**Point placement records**
***

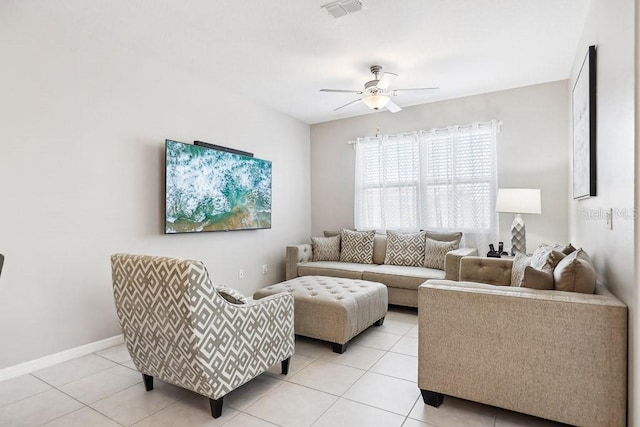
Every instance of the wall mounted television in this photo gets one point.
(213, 190)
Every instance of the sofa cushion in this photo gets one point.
(398, 276)
(326, 248)
(436, 251)
(357, 246)
(405, 248)
(575, 273)
(537, 279)
(348, 270)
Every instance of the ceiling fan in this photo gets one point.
(376, 92)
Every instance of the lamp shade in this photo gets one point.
(376, 102)
(518, 200)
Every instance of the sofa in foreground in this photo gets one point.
(552, 354)
(401, 261)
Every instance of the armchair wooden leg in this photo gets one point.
(432, 398)
(285, 366)
(216, 407)
(148, 382)
(339, 348)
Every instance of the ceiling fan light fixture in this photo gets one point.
(376, 102)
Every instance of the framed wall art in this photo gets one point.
(584, 128)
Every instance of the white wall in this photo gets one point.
(532, 152)
(83, 126)
(611, 27)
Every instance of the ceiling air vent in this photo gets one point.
(340, 8)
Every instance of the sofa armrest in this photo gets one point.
(569, 350)
(296, 254)
(452, 261)
(494, 271)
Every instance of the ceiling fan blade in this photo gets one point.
(348, 103)
(417, 88)
(341, 91)
(386, 80)
(392, 106)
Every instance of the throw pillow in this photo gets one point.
(326, 248)
(546, 257)
(231, 295)
(520, 262)
(436, 251)
(575, 273)
(568, 249)
(357, 246)
(405, 248)
(379, 248)
(444, 236)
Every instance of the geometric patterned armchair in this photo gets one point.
(179, 329)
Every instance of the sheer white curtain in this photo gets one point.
(441, 179)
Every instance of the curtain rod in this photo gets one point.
(497, 123)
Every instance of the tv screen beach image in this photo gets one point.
(212, 190)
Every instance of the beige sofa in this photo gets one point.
(402, 281)
(552, 354)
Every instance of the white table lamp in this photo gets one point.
(518, 201)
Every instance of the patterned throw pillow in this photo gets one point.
(326, 248)
(436, 251)
(357, 246)
(405, 248)
(231, 295)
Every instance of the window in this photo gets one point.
(439, 179)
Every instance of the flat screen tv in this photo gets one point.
(213, 190)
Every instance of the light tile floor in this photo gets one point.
(372, 384)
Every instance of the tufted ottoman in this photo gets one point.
(332, 308)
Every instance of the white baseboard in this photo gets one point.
(54, 359)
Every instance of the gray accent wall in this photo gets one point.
(83, 124)
(532, 153)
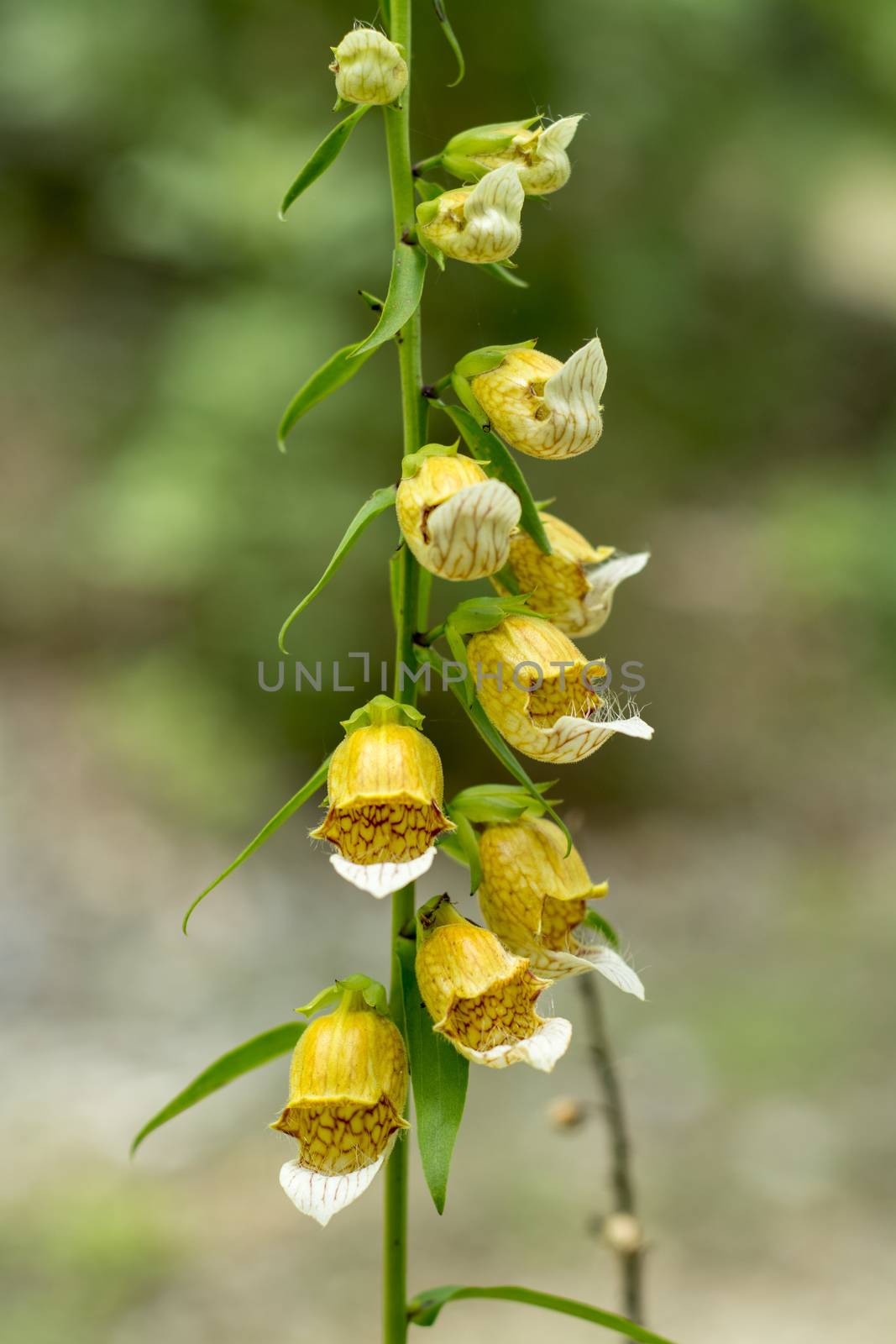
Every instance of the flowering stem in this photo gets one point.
(409, 617)
(631, 1258)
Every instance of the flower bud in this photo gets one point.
(347, 1093)
(537, 152)
(479, 998)
(533, 897)
(476, 223)
(456, 519)
(544, 407)
(385, 797)
(369, 67)
(537, 689)
(574, 585)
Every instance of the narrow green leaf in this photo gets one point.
(322, 156)
(329, 376)
(438, 1079)
(452, 40)
(425, 1308)
(497, 461)
(378, 503)
(496, 743)
(239, 1061)
(499, 272)
(266, 832)
(403, 297)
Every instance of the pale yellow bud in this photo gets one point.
(347, 1095)
(369, 67)
(537, 689)
(476, 223)
(456, 519)
(481, 998)
(385, 806)
(544, 407)
(574, 585)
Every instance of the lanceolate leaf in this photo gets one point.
(371, 508)
(266, 832)
(425, 1308)
(403, 297)
(239, 1061)
(322, 156)
(438, 1077)
(452, 40)
(496, 743)
(497, 461)
(329, 376)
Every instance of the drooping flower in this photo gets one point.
(385, 797)
(537, 690)
(479, 996)
(476, 223)
(544, 407)
(347, 1093)
(574, 585)
(533, 897)
(539, 152)
(369, 67)
(454, 517)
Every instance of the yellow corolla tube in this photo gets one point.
(347, 1095)
(544, 407)
(533, 897)
(479, 996)
(369, 67)
(476, 223)
(385, 797)
(537, 152)
(456, 519)
(574, 585)
(537, 690)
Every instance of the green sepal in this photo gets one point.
(488, 358)
(371, 991)
(382, 710)
(378, 503)
(496, 803)
(324, 155)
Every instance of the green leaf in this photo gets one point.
(496, 743)
(329, 376)
(266, 832)
(239, 1061)
(322, 156)
(438, 1079)
(425, 1308)
(497, 461)
(378, 503)
(403, 297)
(604, 927)
(499, 272)
(452, 40)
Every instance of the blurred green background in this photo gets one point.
(731, 230)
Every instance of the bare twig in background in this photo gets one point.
(621, 1230)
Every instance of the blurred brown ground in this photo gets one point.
(730, 232)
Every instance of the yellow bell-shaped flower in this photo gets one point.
(369, 67)
(347, 1095)
(456, 519)
(537, 689)
(544, 407)
(476, 223)
(479, 998)
(385, 796)
(533, 897)
(574, 585)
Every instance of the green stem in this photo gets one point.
(407, 618)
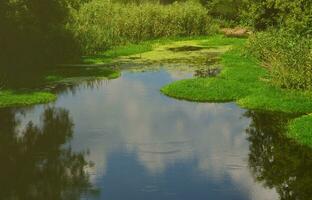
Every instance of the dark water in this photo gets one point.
(122, 139)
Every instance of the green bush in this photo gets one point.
(287, 56)
(101, 24)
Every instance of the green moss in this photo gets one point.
(300, 129)
(13, 98)
(110, 55)
(158, 50)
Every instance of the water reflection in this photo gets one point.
(147, 146)
(35, 163)
(277, 161)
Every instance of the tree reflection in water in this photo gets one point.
(35, 162)
(277, 161)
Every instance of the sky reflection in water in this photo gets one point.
(148, 146)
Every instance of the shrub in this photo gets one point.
(101, 24)
(288, 57)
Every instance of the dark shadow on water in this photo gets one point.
(276, 161)
(50, 170)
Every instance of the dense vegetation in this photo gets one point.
(102, 24)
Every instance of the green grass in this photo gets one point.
(243, 80)
(300, 129)
(110, 55)
(10, 98)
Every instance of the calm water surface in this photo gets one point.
(123, 139)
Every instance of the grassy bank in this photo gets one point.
(59, 76)
(243, 80)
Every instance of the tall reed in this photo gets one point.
(102, 24)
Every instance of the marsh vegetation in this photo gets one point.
(258, 55)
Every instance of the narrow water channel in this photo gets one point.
(123, 139)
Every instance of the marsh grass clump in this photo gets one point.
(288, 58)
(9, 98)
(300, 129)
(102, 24)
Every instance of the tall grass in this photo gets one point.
(102, 24)
(287, 56)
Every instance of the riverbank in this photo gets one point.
(243, 80)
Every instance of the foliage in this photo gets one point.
(287, 56)
(228, 10)
(19, 98)
(243, 80)
(100, 25)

***

**What you need to do**
Edit the records from the line containing "Every instance of the calm" through the end, putting "wetland" wherever "marsh" appears and leaving everything else unchanged.

**Task output**
Every instance of the calm water surface in this photo gets one point.
(123, 139)
Every instance of the grassy bank in this photo gets one point.
(59, 76)
(243, 80)
Every instance of the tall reed in this photo gets one point.
(102, 24)
Every instance of the wetland vegetation in this photo gets one point.
(258, 55)
Every instance of the narrow water channel in this photo gets one point.
(123, 139)
Every instance of the wetland grass clump in this photo gets one point.
(288, 58)
(9, 98)
(300, 129)
(102, 24)
Every instance of the tall grass in this photo gets one point.
(102, 24)
(287, 56)
Every instance of the riverbank in this photo gets one point.
(243, 80)
Every instance of the foliage in this photo gets one point.
(287, 56)
(228, 10)
(19, 98)
(243, 80)
(100, 25)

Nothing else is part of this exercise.